** TEXT **
::::::::::
From: "Glen Todd" <>
Subject: RE: [DNA] sub rugrat level
Date: Fri, 17 Jun 2005 09:39:27 -0600
In-Reply-To: <001901c57332$971b1260$5a579045@Ken1>


> While we wait for some SNP tests to be done on the new clade
> (probably of
> I), I'm interested in why you believe it has a Norman character?

More or less because I've been looking at the people involved in the various
'hits'. We have Tavernier - in Norman France. We have me - and at least
one historical account has our family name line coming to Yorkshire from
Normandy. We have Clason/Clawson, from a part of Connecticut that
historical records show was populated largely from the Yorkshire area, and
another spelling of the name - Clauson - is known to be French. (I have
an acquaintance named Clauson, who is of French ancestry.) We have two
Irish hits, one of which has family history saying that they came from
Norman France via England ca. 1200CE, and the other is 25/25 with the first
one (and which has a French sounding name and earliest known ancestor is in
French Park, Ireland). We have a Danish hit, and the Normans were in
large part originally Danes. There are other hits in the British Isles,
any of which COULD be Norman, and quite a number where the earliest known
ancestor is in the United States, but history of the region suggest could
well be British Isles ancestry. There are also some anomalies (Germany,
Holland, and Brazil), but they could be explained either by recent migration
(I don't know how far known lines go back on them - I would suspect with
Brazil in particular that it's not very far, and Brazil is known to have
Germanic ties) or by the 'root' of the subclade being in one of the old
Teutonic tribes.
::::::::::
** APPLY WHAT YOU READ **
1. In the email about the new clade, why does the writer count the Danish hit as a sign of Norman character?
2. Continue the email about the new clade from the point where it ends.
The items that follow are not needed for any of this.
::::::::::
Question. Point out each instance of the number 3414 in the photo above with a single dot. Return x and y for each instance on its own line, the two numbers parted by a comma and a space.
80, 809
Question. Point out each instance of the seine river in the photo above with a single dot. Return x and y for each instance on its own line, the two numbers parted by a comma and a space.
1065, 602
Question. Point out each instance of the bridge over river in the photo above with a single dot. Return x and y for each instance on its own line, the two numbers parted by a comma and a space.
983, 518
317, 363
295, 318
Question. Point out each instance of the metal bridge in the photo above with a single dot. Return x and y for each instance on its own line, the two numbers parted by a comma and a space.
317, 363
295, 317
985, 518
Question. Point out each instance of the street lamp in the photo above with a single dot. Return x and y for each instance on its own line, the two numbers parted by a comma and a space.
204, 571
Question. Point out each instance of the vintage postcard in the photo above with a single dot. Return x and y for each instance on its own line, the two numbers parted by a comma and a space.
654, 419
::::::::::
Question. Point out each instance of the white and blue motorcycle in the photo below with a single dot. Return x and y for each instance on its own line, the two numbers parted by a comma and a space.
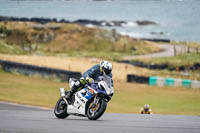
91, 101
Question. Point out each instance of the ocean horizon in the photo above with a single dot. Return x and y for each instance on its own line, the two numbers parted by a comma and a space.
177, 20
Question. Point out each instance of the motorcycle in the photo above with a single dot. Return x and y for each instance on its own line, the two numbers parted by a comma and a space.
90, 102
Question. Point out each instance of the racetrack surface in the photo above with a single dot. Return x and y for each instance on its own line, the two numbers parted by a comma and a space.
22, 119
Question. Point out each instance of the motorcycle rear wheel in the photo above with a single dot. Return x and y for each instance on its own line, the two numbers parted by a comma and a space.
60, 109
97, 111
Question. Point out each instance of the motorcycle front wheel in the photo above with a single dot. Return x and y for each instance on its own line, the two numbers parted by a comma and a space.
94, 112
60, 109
::::::::::
** ANSWERS TO THE EXERCISE **
1. The writer counts it because the Normans were in large part originally Danes.

2.
Should the SNPs prove out to be 'I', that is consistent as well, since the
Normans were basically originally Vikings. (Rollo the Walker, first duke
of Normandy, was born in Norway, and of course the word 'Norman' itself is a
corruption of 'Northmen'.) My family name ('Todd') is an Old English/Old
Norse (many words are the same between the two closely related languages)
meaning 'fox'. It's far from inconceivable that, while the Normans had
essentially converted to speaking French by the time of the Conquest, traces
of the older language might have survived, particularly in names. (And to
this day, parts of Yorkshire 'dialect' are recognizably Old Norse, as are
many dialect words in parts of the Highlands. Some of this is undoubtedly
from the Danelaw, but some of it might be from the Normans.

IMO it's a long way from being enough evidence to label this a 'Norman
subclade' at this point, but it's enough to provide food for speculation.